Страница
⟨

# отличие samsung UE от QE



## Freddy (17.01.2020)

Кто разбирается в смарт ТВ ? Чем отличается серия телевизоров samsung UE от QE ?


----------



## devito (17.01.2020)

В телевизорах Samsung используются матрицы экранов двух типов. 

QLED — это экраны изготовленные по технологии квантовых точек (улучшено цветопередачу), такие экраны имеют глубина цвета в 10bit, могут показывать около 1 миллиарда оттенков цветовой гаммы. 
LED — это экраны изготовленные по традиционной технологии, как правило у таких экранов глубина цвета 8bit но применяя технологии мерцания подсветки (регулирование яркости свечения светодиодов подсветки экрана) увеличивается количество передаваемых оттенков.
Телевизоры Samsung в зависимости от региона обозначаются:

QE, UE — телевизоры для Европейского рынка и некоторых  стран Северной Африки. 
QN, UN — телевизоры для Американского континента 
QA, UA — телевизоры для Азии, Океании, Центральной и Южной Африки.


----------



## Freddy (17.01.2020)

devito сказал(а):


> В телевизорах Samsung используются матрицы экранов двух типов.

⟩

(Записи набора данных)

⟨

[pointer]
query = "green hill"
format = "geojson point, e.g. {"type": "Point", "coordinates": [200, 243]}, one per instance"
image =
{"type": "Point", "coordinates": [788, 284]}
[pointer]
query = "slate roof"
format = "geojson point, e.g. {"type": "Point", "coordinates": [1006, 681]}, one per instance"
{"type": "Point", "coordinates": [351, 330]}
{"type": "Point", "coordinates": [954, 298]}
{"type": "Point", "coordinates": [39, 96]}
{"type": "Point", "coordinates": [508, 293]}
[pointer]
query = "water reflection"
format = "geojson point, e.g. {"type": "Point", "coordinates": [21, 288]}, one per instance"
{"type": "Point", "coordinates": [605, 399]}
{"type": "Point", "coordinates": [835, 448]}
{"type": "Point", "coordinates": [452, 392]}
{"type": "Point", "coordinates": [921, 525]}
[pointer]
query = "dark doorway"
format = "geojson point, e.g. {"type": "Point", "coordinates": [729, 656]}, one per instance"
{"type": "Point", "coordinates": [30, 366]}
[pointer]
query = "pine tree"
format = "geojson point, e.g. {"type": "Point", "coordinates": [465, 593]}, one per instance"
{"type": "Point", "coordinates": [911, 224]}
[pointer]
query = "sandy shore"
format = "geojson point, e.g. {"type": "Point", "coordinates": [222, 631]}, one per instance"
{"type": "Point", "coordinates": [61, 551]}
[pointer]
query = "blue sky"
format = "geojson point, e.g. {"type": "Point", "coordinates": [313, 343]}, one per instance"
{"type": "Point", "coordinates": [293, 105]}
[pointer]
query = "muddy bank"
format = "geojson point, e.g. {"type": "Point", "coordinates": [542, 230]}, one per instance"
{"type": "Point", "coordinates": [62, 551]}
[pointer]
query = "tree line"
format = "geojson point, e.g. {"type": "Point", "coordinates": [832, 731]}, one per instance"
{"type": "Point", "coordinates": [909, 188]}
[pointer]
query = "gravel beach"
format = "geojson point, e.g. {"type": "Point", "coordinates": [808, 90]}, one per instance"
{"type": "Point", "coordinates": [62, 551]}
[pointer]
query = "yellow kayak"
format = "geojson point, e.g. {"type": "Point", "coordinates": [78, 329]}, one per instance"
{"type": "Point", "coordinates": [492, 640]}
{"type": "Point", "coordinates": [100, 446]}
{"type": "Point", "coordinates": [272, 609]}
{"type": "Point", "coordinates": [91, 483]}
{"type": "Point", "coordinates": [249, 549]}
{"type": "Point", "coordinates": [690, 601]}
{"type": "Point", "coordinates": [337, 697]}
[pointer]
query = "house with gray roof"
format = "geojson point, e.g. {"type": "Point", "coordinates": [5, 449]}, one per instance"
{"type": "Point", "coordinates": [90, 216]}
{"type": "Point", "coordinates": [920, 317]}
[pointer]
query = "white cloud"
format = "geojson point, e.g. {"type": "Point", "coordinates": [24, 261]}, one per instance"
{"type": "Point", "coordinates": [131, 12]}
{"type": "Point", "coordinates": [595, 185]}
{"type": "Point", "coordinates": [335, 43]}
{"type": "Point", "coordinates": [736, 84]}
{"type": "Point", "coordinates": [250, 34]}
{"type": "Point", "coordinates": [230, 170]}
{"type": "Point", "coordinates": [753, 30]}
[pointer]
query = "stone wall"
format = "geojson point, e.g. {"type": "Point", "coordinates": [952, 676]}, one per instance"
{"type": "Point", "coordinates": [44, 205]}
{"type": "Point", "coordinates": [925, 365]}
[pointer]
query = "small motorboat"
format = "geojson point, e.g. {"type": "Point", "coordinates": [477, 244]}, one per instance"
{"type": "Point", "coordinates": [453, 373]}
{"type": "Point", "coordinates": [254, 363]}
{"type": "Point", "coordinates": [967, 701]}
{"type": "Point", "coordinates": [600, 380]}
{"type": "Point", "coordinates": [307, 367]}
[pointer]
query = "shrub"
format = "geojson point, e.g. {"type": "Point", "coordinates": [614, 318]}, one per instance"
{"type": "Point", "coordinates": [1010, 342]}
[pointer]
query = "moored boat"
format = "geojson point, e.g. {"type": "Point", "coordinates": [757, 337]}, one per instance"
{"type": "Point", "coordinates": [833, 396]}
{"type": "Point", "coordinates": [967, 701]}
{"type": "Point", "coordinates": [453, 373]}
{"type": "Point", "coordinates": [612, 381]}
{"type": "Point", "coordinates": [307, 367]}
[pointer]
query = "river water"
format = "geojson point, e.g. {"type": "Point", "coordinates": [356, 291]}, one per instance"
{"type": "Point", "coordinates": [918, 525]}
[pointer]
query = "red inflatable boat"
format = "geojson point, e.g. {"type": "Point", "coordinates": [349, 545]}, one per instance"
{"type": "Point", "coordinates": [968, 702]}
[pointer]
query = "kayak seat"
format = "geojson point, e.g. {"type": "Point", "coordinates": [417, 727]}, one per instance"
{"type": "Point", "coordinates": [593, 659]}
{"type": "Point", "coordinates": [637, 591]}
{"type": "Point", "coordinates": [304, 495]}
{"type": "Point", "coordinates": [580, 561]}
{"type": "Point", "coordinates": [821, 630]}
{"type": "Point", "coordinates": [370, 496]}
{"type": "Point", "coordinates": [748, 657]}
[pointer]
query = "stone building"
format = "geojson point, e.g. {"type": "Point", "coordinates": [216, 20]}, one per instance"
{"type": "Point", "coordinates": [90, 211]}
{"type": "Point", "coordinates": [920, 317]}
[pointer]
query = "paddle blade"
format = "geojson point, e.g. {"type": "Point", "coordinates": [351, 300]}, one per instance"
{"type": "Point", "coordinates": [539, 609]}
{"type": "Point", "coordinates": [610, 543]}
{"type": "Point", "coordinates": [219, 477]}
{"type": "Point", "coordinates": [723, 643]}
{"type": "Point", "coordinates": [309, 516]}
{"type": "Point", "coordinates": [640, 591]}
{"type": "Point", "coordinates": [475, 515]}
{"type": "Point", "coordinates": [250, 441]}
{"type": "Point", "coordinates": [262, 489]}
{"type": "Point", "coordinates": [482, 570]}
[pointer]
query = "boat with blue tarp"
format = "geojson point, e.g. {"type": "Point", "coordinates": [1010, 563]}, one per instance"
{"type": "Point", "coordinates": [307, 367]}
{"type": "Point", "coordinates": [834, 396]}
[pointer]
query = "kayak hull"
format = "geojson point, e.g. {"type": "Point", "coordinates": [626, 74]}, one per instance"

⟩

Цель задания
Продолжите обсуждение на форуме о различиях между телевизорами Samsung серий UE и QE, начиная сразу после последней приведенной фразы.

Ответ на задание
> 
> QLED — это экраны изготовленные по технологии квантовых точек (улучшено цветопередачу), такие экраны имеют глубина цвета в 10bit, могут показывать около 1 миллиарда оттенков цветовой гаммы.
> LED — это экраны изготовленные по традиционной технологии, как правило у таких экранов глубина цвета 8bit но применяя технологии мерцания подсветки (регулирование яркости свечения светодиодов подсветки экрана) увеличивается количество передаваемых оттенков.
> ...


то есть это чисто маркировка региона ? на матрицу или технические характеристики никак не влияет? Я имею в виду qled или led


----------



## dimon (13.03.2020)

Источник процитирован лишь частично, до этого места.